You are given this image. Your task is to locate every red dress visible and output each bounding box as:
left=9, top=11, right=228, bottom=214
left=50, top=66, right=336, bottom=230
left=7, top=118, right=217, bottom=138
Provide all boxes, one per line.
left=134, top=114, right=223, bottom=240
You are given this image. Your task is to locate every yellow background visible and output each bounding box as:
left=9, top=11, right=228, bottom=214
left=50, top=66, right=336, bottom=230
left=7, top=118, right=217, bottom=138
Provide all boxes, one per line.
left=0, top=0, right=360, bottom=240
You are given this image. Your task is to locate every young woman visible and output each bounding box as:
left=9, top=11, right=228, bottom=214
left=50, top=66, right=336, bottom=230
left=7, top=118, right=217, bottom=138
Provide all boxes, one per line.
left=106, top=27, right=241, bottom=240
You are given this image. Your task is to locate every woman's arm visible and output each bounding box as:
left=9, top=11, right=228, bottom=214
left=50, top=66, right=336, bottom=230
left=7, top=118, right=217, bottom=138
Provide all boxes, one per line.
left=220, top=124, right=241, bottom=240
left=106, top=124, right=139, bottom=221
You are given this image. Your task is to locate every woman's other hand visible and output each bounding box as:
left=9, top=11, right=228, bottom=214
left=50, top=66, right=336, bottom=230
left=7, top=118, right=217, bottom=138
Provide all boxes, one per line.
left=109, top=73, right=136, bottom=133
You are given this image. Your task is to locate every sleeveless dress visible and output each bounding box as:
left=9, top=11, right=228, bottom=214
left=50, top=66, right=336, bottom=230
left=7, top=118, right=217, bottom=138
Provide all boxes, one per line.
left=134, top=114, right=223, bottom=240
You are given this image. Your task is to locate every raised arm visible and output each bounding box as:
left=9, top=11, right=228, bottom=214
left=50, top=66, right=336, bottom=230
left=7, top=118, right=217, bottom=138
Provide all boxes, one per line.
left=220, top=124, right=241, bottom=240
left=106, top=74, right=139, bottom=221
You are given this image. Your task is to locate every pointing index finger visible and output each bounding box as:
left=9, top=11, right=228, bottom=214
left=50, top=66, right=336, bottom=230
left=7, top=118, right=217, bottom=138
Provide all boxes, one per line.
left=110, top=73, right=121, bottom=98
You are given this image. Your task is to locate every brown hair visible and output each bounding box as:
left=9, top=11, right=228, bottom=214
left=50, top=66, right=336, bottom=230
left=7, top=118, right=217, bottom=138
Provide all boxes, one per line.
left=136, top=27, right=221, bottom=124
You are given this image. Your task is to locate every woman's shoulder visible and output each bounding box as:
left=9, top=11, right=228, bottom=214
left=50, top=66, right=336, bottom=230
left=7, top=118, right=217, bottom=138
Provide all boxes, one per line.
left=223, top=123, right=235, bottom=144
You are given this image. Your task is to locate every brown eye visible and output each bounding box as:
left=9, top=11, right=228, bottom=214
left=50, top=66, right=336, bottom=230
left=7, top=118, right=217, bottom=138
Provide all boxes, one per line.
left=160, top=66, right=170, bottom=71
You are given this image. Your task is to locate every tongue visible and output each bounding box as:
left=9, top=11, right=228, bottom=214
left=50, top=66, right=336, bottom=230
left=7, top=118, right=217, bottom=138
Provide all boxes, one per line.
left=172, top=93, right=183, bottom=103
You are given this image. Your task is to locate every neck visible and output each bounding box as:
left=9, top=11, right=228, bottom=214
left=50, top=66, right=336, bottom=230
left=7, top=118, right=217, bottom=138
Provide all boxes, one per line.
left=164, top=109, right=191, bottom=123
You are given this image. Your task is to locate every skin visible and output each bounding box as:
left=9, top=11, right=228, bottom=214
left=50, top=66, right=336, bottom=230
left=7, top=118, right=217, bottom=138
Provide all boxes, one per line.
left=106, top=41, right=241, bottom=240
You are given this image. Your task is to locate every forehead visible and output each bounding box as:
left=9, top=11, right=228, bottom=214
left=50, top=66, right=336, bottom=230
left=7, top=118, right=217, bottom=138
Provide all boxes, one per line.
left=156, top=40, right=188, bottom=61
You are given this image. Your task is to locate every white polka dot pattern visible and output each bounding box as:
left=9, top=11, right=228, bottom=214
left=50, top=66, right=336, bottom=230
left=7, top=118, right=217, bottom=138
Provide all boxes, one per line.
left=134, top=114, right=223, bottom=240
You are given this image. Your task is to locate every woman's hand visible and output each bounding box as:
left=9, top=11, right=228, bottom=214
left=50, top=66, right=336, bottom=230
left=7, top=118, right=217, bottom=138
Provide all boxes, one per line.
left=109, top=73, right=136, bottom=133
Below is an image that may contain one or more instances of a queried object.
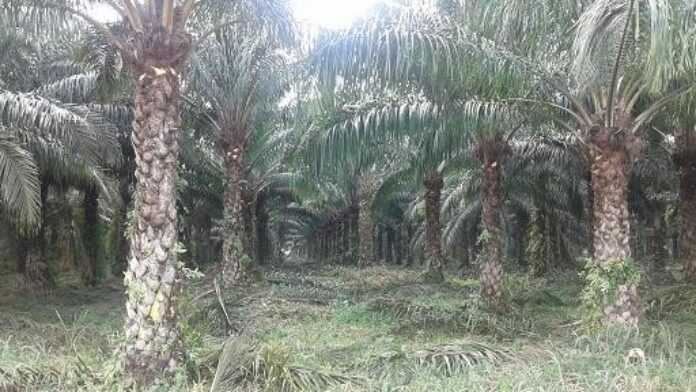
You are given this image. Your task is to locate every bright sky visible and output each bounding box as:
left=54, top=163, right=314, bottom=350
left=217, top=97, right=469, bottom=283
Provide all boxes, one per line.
left=292, top=0, right=379, bottom=29
left=93, top=0, right=380, bottom=29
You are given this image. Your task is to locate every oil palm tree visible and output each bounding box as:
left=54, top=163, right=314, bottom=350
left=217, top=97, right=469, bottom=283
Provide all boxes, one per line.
left=10, top=0, right=287, bottom=385
left=186, top=19, right=288, bottom=285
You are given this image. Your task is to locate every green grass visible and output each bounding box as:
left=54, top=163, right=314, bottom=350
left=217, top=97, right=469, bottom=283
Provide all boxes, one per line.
left=0, top=265, right=696, bottom=392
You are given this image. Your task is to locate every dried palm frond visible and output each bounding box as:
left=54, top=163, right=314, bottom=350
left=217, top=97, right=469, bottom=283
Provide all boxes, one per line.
left=210, top=336, right=362, bottom=392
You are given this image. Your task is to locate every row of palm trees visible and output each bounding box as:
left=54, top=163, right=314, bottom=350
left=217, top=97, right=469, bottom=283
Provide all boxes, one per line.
left=5, top=0, right=696, bottom=384
left=300, top=0, right=694, bottom=324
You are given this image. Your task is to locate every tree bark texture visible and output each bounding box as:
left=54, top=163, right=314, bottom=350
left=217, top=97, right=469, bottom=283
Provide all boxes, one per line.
left=476, top=135, right=510, bottom=304
left=358, top=174, right=378, bottom=267
left=125, top=62, right=186, bottom=385
left=82, top=187, right=101, bottom=286
left=255, top=192, right=271, bottom=264
left=222, top=140, right=251, bottom=287
left=526, top=209, right=548, bottom=277
left=589, top=127, right=640, bottom=325
left=424, top=172, right=445, bottom=281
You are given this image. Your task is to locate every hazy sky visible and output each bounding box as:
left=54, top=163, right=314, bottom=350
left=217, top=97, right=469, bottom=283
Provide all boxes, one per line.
left=88, top=0, right=379, bottom=28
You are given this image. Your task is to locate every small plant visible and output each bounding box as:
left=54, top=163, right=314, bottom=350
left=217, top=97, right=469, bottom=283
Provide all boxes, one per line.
left=581, top=259, right=640, bottom=328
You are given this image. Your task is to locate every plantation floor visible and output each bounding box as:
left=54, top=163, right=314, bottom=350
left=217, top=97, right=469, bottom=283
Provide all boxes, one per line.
left=0, top=264, right=696, bottom=392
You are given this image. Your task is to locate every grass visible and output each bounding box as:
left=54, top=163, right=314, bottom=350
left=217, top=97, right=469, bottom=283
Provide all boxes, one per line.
left=0, top=265, right=696, bottom=392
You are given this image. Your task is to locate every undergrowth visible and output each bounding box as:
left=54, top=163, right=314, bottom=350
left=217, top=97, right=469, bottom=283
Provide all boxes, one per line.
left=0, top=265, right=696, bottom=392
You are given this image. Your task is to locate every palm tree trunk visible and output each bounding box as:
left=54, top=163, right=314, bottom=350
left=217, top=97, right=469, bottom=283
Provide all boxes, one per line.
left=348, top=203, right=360, bottom=263
left=476, top=136, right=509, bottom=305
left=677, top=153, right=696, bottom=282
left=124, top=66, right=180, bottom=385
left=358, top=175, right=377, bottom=267
left=527, top=208, right=548, bottom=277
left=222, top=142, right=251, bottom=287
left=82, top=187, right=101, bottom=286
left=242, top=190, right=256, bottom=262
left=591, top=141, right=640, bottom=324
left=646, top=203, right=668, bottom=271
left=424, top=172, right=445, bottom=282
left=481, top=156, right=503, bottom=303
left=256, top=192, right=270, bottom=265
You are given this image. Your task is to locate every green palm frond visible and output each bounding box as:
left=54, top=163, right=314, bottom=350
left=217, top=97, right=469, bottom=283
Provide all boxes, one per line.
left=0, top=135, right=41, bottom=228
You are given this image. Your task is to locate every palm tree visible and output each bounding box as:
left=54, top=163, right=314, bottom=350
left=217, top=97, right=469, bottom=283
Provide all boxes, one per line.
left=12, top=0, right=292, bottom=385
left=0, top=23, right=120, bottom=284
left=192, top=20, right=287, bottom=285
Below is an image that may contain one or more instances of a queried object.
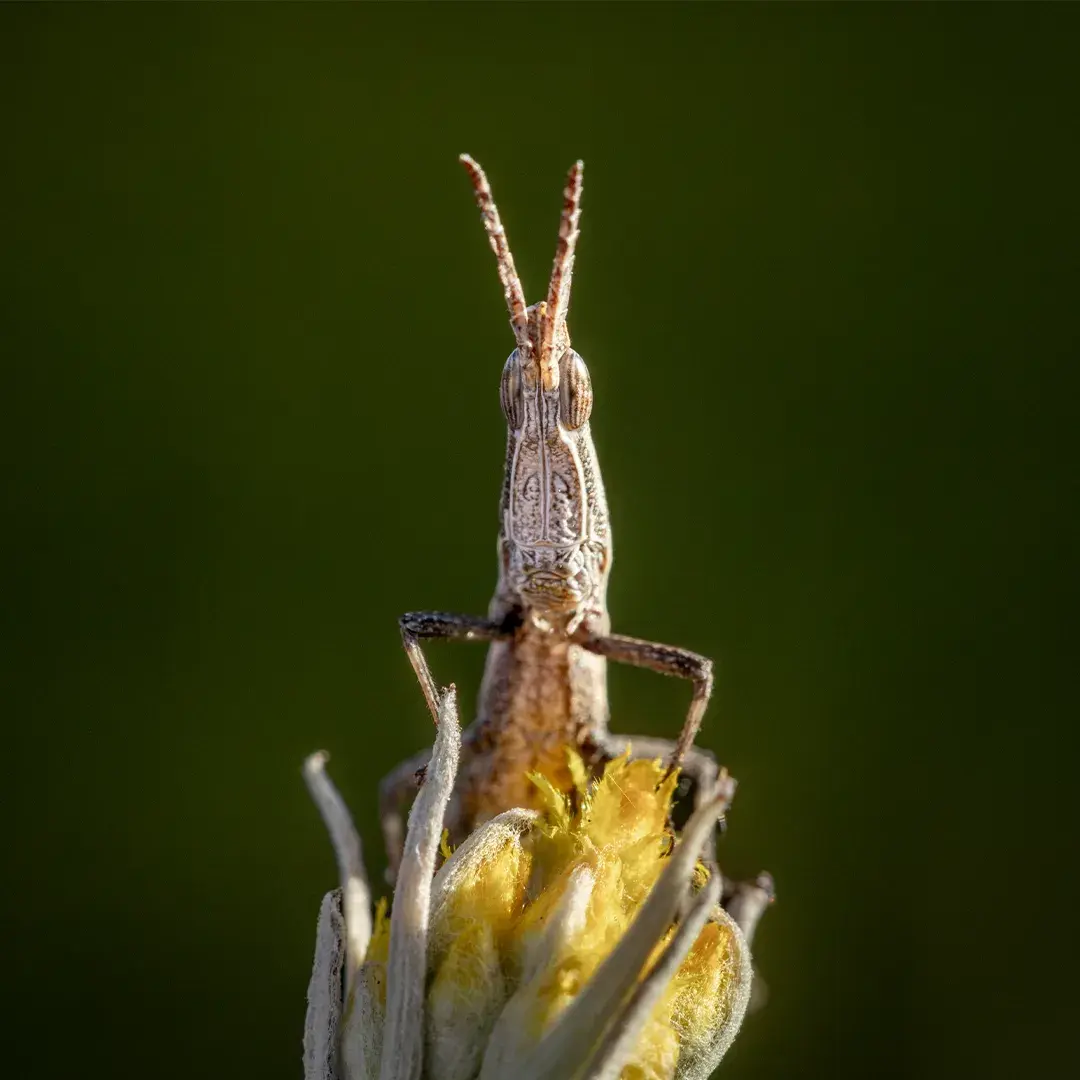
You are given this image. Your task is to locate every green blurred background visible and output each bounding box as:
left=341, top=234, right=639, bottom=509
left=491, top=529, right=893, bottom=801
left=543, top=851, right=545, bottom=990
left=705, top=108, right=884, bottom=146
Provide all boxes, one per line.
left=0, top=4, right=1080, bottom=1080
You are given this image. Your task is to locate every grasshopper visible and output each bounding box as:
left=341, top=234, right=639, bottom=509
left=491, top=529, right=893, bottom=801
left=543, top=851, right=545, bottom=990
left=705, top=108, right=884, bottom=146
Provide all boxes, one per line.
left=380, top=154, right=717, bottom=874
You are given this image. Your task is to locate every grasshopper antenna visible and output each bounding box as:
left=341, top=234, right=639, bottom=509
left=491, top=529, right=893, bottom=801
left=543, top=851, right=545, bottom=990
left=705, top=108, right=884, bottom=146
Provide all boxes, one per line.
left=458, top=153, right=532, bottom=357
left=540, top=161, right=585, bottom=390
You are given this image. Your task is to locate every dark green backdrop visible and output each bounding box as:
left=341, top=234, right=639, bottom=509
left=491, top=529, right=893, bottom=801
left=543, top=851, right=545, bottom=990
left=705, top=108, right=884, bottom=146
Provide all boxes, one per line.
left=0, top=4, right=1078, bottom=1080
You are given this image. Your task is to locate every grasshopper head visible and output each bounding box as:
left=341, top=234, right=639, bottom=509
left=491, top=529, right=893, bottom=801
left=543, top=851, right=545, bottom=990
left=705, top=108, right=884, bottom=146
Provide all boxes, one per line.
left=453, top=154, right=611, bottom=624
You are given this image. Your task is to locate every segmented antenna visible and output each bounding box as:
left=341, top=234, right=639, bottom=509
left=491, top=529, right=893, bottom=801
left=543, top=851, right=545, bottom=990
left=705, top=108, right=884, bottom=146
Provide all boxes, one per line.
left=458, top=153, right=532, bottom=356
left=540, top=161, right=585, bottom=389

::::::

## Problem requirements:
Could you update the lines from the one with "locate every pointing" to the one with "left=110, top=73, right=121, bottom=98" by putting "fingertip" in place of "index finger", keeping everything else the same and returning only those lines?

## Response below:
You are given this image. Your task is to locate every pointing fingertip visible and output each bounding box as:
left=9, top=11, right=228, bottom=214
left=50, top=66, right=336, bottom=230
left=7, top=118, right=217, bottom=138
Provide all boxes, one per line.
left=110, top=73, right=121, bottom=98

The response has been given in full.